English Abstract This report gives the results of a monitoring program
on nematodes, coupled with a soil quality monitoring program on the same 200
plots in the Netherlands. The sampling interval is five years. This report
deals with the data of the two first years and gives also results of the
effects of different levels of manure on the number and the species
composition of the nematodefauna. In 1993 and 1994 samples were taken from
plots of 55 farms with dairy-cattle on grasslands with sandy soils. The
farms had different numbers of cattle (mainly cows) per ha. This leads to
differences in the amounts of manure per ha which was supposed to be by the
concentrations of phosphate. The species composition changes by a change in
the phosphate concentration. Eucephalobus mucronatus becomes more abundant
if the phosphate concentration increases, as Aphelenchus, Eucephalobus
paracornutus and Prismatolaimus decrease. The total numbers of nematodes do
not change significantly. The trophic diversity index decreases when the
concentration of phosphate increases, as does the total number of plant
feeding and hyphal feeding nematodes, while the total number of bacterial
feeders stays on the same level.
Rapport in het kort
In 1993 is gestart met het Landelijk Meetnet
Bodemkwaliteit (LMB). Dit past in een van de kerntaken van het RIVM:
Milieubalans en Milieuverkenningen (MB/MV). Om ook effecten op het
bodemecosysteem te kunnen bepalen is een pilotstudie uitgevoerd naar het
opzetten van een bodembiologisch meetnet. Dit rapport is de eerste in een
reeks waarin verslag gedaan wordt van jaarlijkse bodembiologische
waarnemingen in het LMB. In dit rapport worden relaties tussen de gemeten
chemische bodemeigenschappen en de nematodenfauna onderzocht en beschreven.

■ ■ ■

* Uit te voeren taken
(1) Knip uit de tekst over nematoden woordelijk het stuk vanaf "Rapport in het" tot en met "onderzocht en beschreven.".
(2) Van hoeveel melkveebedrijven werden volgens de tekst over nematoden in 1993 en 1994 monsters genomen?

* Aangeleverde gegevens
■ ■ ■

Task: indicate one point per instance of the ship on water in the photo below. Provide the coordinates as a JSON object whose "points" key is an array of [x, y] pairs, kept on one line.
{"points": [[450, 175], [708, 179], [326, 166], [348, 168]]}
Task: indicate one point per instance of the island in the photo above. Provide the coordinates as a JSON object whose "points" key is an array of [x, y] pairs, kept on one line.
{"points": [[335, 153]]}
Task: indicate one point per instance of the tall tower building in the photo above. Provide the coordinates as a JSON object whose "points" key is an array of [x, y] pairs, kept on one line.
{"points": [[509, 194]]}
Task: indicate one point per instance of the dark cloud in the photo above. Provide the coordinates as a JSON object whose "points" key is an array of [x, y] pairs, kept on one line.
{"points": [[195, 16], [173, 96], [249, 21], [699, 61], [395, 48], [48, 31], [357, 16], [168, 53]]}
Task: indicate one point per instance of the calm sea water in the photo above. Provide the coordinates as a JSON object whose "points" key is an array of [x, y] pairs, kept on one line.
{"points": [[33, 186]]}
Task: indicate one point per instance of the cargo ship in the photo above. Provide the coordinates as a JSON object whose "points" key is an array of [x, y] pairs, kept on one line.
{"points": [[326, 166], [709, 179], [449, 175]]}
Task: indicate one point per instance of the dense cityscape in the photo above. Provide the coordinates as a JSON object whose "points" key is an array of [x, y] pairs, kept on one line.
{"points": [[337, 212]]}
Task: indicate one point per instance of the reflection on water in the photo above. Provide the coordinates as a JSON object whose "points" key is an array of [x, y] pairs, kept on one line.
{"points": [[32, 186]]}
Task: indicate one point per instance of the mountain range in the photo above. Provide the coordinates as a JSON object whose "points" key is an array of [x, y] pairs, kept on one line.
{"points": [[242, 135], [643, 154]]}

■ ■ ■

* De antwoorden
(1)
Rapport in het kort
In 1993 is gestart met het Landelijk Meetnet
Bodemkwaliteit (LMB). Dit past in een van de kerntaken van het RIVM:
Milieubalans en Milieuverkenningen (MB/MV). Om ook effecten op het
bodemecosysteem te kunnen bepalen is een pilotstudie uitgevoerd naar het
opzetten van een bodembiologisch meetnet. Dit rapport is de eerste in een
reeks waarin verslag gedaan wordt van jaarlijkse bodembiologische
waarnemingen in het LMB. In dit rapport worden relaties tussen de gemeten
chemische bodemeigenschappen en de nematodenfauna onderzocht en beschreven.

(2) Van 55 bedrijven.